Today, many people live and work in the suburbs and rarely visit the central
city; others still commute to the core for work, but find any and all
services needed for their daily lives available in the suburbs. These
changes have proceeded to the point where even the terms "cities"
and "suburbs" have become artifacts of the old economy.
The centripetal
forces sending businesses throughout all parts of the metropolitan area
mean that people can live farther from the center and not face inordinately
long commutes. In the old industrial metropolis, when most jobs were downtown,
few people wanted to live 25 miles from the center city. With edge cities
and office parks 20 miles from the center city, people now live 30, 40,
and even 50 miles from downtown and still have reasonable commutes. For
example, the growth of the high-tech I- 270 corridor in the Washington,
D.C., suburb of Montgomery County, Md., has meant that people who work
there are increasingly commuting from as far away as West Virginia.
This kind
of sprawl is not necessarily leading to lower population densities within
the current bounds of metro areas. On the contrary, the fact that suburban
areas are becoming urbanized accounts for much of the concern over sprawl.
Residents who moved to the suburbs to get away from it all -- to experience
the equivalent of Frank Lloyd Wright's Broadacre City -- are increasingly
wondering what happened to their semi-rural good life. For example, while
population density in the city of Chicago fell from 16,000 persons per
square mile in 1950 to 12,000 in 1990, the density in already developed
suburbs increased from 400 to 1,200 as infill and multifamily homes increased.
Between 1980 and 1990, population density of the built-up areas of the
40 largest metropolitan areas actually increased 14 percent, from 456
persons per square mile to 523. Thus, while many urban core areas are
getting less dense, inner and outer suburbs are getting more dense.
But while
inner and outer suburban densities may be increasing, development on the
far fringes of metropolitan areas, which often leapfrogs existing metropolitan
development by miles, has meant that overall population densities are
declining as many metro areas encompass increasing amounts of land. For
example, by the mid-1990's the population of the Philadelphia metropolitan
area was only 100,000 more today than it was in 1960, but it's spread
out over a land area 32 percent larger than in 1960, representing the
development of 125,000 acres of open space. In Chicago, while the region's
population grew only 4 percent, the residential land area expanded 50
percent. It is this low-density development at the fringes of metro areas
that is commonly referred to as sprawl.
But these
patterns of dispersal differ by region. Places like Phoenix and Los Angeles
are sprawling outward, but because they are gaining population, overall
densities are going up. In contrast to this "dense sprawl,"
places like Rochester, N.Y., and other slow-growth metropolitan areas
can be characterized as "thinning metropolises," where low-density
exurbs continue to develop even as the population remains constant (or,
as in the case of places like Buffalo, N.Y., even declines). In the New
Economy, dispersed development is the dominant spatial form in virtually
all areas.

• _Instructions_:
#1 In the passage on metropolitan sprawl, by what percentage did the population density of built-up areas in the 40 largest metropolitan areas rise between 1980 and 1990?
#2 Which places does the passage on metropolitan sprawl name in the paragraph beginning "But these patterns of dispersal differ by region"?
Answer from the passage on metropolitan sprawl alone, not from the material.

• _Record excerpts_:

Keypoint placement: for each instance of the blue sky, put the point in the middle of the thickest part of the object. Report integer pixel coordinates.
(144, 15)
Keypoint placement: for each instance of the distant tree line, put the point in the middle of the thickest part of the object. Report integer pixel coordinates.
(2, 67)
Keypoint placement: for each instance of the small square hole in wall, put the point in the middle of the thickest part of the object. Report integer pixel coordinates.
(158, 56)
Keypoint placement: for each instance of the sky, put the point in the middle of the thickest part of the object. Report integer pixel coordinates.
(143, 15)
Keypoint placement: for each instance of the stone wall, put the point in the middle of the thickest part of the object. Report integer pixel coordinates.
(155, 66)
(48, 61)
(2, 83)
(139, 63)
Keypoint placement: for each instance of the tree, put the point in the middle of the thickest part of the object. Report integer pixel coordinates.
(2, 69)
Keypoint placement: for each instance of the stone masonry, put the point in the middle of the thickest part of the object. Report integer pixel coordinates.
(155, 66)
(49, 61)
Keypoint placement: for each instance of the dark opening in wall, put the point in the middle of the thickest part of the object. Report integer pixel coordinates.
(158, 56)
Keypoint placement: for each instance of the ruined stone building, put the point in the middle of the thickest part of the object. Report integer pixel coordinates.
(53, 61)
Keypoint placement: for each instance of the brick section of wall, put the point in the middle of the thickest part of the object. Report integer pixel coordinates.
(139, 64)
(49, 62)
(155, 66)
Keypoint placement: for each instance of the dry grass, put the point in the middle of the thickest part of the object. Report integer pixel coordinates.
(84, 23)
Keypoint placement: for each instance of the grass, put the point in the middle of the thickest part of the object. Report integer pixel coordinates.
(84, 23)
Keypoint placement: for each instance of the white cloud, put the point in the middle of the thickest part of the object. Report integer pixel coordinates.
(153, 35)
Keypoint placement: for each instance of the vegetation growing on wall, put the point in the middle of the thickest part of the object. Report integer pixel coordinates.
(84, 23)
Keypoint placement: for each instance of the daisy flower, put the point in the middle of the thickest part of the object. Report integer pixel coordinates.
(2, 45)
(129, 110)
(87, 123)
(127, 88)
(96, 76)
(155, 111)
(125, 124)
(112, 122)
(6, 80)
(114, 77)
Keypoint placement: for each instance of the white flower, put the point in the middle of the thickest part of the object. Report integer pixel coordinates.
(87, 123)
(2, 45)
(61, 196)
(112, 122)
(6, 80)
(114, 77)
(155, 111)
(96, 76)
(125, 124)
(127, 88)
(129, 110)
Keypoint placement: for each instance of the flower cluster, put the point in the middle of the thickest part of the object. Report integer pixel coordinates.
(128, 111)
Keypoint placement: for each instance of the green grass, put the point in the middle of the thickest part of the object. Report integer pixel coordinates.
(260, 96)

==

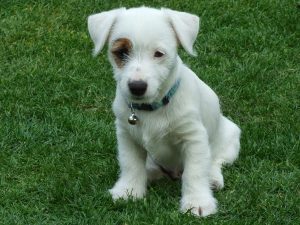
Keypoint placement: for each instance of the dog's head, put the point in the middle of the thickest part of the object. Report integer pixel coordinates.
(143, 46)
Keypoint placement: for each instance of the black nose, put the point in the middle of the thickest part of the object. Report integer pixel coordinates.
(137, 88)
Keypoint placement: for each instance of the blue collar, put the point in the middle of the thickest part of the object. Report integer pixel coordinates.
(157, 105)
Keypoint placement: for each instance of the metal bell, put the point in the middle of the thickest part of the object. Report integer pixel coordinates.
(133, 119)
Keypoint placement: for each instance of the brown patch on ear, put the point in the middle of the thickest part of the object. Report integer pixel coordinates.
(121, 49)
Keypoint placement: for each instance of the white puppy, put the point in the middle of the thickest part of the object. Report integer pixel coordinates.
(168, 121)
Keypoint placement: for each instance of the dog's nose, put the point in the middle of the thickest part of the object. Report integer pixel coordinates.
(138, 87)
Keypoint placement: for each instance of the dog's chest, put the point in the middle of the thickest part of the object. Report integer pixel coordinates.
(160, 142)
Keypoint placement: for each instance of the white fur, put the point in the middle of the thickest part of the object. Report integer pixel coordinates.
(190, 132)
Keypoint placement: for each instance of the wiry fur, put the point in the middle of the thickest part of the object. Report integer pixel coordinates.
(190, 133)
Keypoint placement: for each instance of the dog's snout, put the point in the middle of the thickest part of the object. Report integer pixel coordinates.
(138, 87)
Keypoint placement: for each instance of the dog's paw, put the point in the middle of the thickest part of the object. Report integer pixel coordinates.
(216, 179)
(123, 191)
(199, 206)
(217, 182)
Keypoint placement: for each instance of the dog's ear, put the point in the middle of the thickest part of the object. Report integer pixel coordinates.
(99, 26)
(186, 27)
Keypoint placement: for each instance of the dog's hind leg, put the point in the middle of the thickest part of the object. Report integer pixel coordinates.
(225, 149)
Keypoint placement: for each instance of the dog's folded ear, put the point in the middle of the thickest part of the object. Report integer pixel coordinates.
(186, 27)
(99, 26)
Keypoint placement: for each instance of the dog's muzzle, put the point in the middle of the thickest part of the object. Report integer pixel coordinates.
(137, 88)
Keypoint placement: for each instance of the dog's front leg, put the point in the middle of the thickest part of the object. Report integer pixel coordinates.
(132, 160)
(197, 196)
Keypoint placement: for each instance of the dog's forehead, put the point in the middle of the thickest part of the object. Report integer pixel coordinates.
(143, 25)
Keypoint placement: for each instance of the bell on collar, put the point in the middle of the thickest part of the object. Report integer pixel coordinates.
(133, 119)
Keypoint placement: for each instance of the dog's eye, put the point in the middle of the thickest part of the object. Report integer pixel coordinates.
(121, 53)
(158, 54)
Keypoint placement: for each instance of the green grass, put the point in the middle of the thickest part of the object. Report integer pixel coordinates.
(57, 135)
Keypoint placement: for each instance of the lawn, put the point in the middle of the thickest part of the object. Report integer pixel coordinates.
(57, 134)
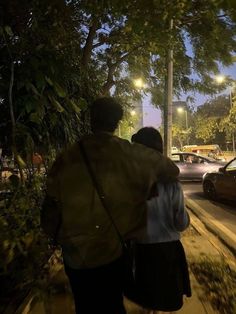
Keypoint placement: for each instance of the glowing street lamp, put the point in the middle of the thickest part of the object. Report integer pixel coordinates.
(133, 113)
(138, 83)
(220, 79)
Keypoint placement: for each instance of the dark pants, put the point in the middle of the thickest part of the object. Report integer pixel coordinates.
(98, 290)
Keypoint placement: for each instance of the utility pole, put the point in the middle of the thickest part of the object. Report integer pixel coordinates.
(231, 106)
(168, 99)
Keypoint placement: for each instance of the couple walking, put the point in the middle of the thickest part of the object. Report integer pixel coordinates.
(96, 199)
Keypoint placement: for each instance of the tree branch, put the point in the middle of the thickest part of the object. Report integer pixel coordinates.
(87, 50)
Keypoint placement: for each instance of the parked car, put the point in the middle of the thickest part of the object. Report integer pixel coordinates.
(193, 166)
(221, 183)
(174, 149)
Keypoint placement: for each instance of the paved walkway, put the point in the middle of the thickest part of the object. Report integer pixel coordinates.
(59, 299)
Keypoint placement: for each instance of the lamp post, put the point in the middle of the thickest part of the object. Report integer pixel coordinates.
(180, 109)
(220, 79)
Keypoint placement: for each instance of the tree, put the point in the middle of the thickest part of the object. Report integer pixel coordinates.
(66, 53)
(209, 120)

• _Results for each task_:
#1 14 percent

#2 Phoenix, Los Angeles, Rochester, N.Y., and Buffalo, N.Y.